-------- Text segment
Bank Onboarding Should Integrate Digital & Mobile Channels

Best-in-class bank and credit union onboarding goes beyond just a mailing or a phone call. To drive engagement with new customers, offline and online channels must be optimized in a sequence and cadence of touches that reduces attrition and improves profitability.

Most banks and credit unions have a new customer welcome or onboarding program that includes at least one letter, email and/or phone call to the customer thanking them for opening their new account. The goal of these programs is to start the new customer engagement process and to help stem attrition. Unfortunately, the vast majority of these programs fall far short of maximizing effectiveness since they don’t connect with the new customer early or often enough or use all available communication channels.

As mentioned in The Financial Brand article ‘5 Secrets of Onboarding Success,’ there is no more effective strategy than a multichannel new customer onboarding process that says ‘thank you’ and assists the customer in maximizing the value of their new account(s). By leveraging insight to communicate with the customer using both offline and online channels, you are more likely to increase engagement, foster a positive customer experience, differentiate your institution and build long lasting loyalty.

“The cost of each lost customer is as high as $400 or more when you consider the cost of acquisition and potential lost revenue.”

But what channels should be used, and when is the best time to communicate? The answer is … ‘it depends.’ Research has shown that the sequence and cadence of communication can be impacted by the service(s) that were accepted by the new customer when they opened their account and the channels that the customer is most likely to respond to. One thing is for sure, however. One contact and one channel is never enough.
----------------
* Parts of the exercise *
A) Copy the stretch of the onboarding article from "Bank Onboarding Should" through "and improves profitability.".
B) Answer these questions using the onboarding article:
(i) How high can the cost of each lost customer be?
(ii) What is the title of the article from The Financial Brand that it mentions?
(iii) What does it say is never enough?
C) According to the onboarding article, communicating with the customer through both offline and online channels makes you more likely to achieve certain results. List all of those results.
-------- Raw data
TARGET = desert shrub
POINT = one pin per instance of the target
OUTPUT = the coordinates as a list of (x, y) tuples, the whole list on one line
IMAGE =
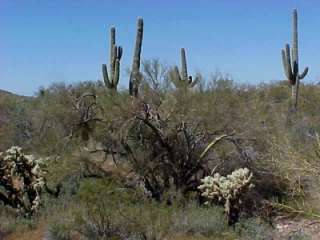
----------------
* Results for the exercise *
A)
Bank Onboarding Should Integrate Digital & Mobile Channels

Best-in-class bank and credit union onboarding goes beyond just a mailing or a phone call. To drive engagement with new customers, offline and online channels must be optimized in a sequence and cadence of touches that reduces attrition and improves profitability.

B)
(i) As high as $400 or more.
(ii) '5 Secrets of Onboarding Success'.
(iii) One contact and one channel.

C)
- Increase engagement
- Foster a positive customer experience
- Differentiate your institution
- Build long lasting loyalty